» Dataset
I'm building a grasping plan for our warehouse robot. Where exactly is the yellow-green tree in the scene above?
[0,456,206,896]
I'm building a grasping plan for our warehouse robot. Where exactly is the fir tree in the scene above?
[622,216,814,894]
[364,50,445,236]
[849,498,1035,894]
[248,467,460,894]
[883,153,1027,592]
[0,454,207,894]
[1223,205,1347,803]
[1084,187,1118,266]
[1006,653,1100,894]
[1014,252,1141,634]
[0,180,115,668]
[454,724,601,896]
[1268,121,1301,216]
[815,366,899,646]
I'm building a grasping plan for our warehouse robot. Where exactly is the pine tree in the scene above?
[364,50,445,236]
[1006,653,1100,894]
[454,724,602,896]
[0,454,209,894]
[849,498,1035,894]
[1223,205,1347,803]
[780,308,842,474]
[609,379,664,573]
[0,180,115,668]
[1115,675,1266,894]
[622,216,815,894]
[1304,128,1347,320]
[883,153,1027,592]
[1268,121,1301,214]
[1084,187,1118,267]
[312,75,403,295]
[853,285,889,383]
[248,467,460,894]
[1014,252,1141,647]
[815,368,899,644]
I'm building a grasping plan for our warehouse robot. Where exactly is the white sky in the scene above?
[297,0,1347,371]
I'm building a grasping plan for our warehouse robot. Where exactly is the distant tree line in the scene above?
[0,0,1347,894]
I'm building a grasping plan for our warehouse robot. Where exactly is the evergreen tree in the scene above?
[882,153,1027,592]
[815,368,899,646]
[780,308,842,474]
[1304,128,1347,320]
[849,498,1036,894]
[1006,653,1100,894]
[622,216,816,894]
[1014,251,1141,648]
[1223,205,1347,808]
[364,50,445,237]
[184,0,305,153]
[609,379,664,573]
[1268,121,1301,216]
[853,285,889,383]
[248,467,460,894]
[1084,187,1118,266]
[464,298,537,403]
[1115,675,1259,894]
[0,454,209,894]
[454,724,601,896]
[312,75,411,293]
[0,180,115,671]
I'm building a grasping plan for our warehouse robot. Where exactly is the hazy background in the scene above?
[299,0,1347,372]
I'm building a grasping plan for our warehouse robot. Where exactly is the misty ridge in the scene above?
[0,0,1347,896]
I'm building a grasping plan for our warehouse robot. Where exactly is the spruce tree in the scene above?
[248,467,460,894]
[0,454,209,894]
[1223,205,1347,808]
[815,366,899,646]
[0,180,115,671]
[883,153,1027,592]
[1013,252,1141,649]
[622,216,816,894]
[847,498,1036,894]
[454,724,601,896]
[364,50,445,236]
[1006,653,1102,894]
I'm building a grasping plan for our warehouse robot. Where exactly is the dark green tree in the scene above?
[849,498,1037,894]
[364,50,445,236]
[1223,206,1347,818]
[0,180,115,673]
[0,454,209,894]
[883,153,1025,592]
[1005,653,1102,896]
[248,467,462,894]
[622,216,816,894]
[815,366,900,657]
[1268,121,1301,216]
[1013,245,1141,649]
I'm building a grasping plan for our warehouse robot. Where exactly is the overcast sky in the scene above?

» Directions
Rewrite the rows above with "warehouse robot" swapped for "delivery drone" and nothing else altered.

» The output
I'm building a grasping plan for our delivery drone. Where exactly is the yellow-green tree in the scene above?
[0,456,206,896]
I'm building a grasping plan for our delivery drone. Where exactly is the fir tree in the scene above?
[622,216,814,894]
[364,50,445,236]
[849,498,1035,894]
[248,467,460,894]
[883,153,1027,592]
[0,454,207,894]
[1223,205,1347,803]
[1084,187,1118,266]
[1006,653,1100,894]
[1014,252,1141,634]
[0,180,115,668]
[454,724,601,896]
[1268,121,1301,216]
[815,366,899,646]
I'm building a grasping plan for our delivery drone. Where exactly is the pine tree in the scene above?
[364,50,445,236]
[1006,653,1100,894]
[454,724,602,896]
[0,454,209,894]
[849,498,1035,894]
[1223,205,1347,803]
[780,308,842,474]
[609,379,664,573]
[0,180,115,668]
[1115,675,1266,894]
[622,216,815,894]
[1304,128,1347,320]
[883,153,1027,592]
[1268,121,1301,214]
[1084,187,1118,267]
[312,75,403,295]
[853,285,889,383]
[248,467,460,894]
[1014,252,1141,647]
[815,368,899,644]
I'm building a grasping plan for our delivery drone. Where exactly is the white sky in the scene above?
[297,0,1347,371]
I'm building a grasping plan for our delivery drone. Where exactly is the distant tree line in the scene above?
[0,0,1347,894]
I'm building a grasping plan for our delivery drone. Where exactly is the evergreen tree in the scene above?
[882,153,1027,592]
[815,368,899,646]
[780,308,842,474]
[1304,128,1347,320]
[849,498,1036,894]
[1006,653,1100,894]
[622,216,816,894]
[1014,251,1141,648]
[1223,205,1347,808]
[364,50,445,237]
[184,0,305,153]
[609,379,664,573]
[1268,121,1301,216]
[853,285,889,383]
[248,467,460,894]
[1084,187,1118,266]
[464,298,537,403]
[1115,675,1259,894]
[0,454,209,894]
[454,724,601,896]
[312,75,411,293]
[0,180,115,671]
I'm building a grasping plan for our delivery drone. Where exactly is the hazy background in the scene above?
[299,0,1347,372]
I'm building a grasping plan for our delivery drone. Where exactly is the misty ridge in the scene above?
[0,0,1347,896]
I'm building a grasping plan for our delivery drone. Where exactly is the spruce tree in the scene above?
[248,467,460,894]
[0,454,209,894]
[1223,205,1347,808]
[815,366,899,646]
[0,180,115,671]
[883,153,1027,592]
[1013,252,1141,649]
[622,216,816,894]
[847,498,1036,894]
[454,724,601,896]
[364,50,445,236]
[1006,653,1102,894]
I'm building a grasping plan for our delivery drone. Where exactly is the dark green tree in the scene above?
[849,498,1037,894]
[364,50,445,236]
[1223,206,1347,818]
[0,180,115,673]
[0,454,209,894]
[883,153,1025,592]
[1005,653,1102,896]
[248,467,462,894]
[622,216,816,894]
[815,366,900,657]
[1268,121,1301,216]
[1013,245,1141,649]
I'm building a grasping plan for our delivery drone. Where exactly is the overcast sky in the scene above?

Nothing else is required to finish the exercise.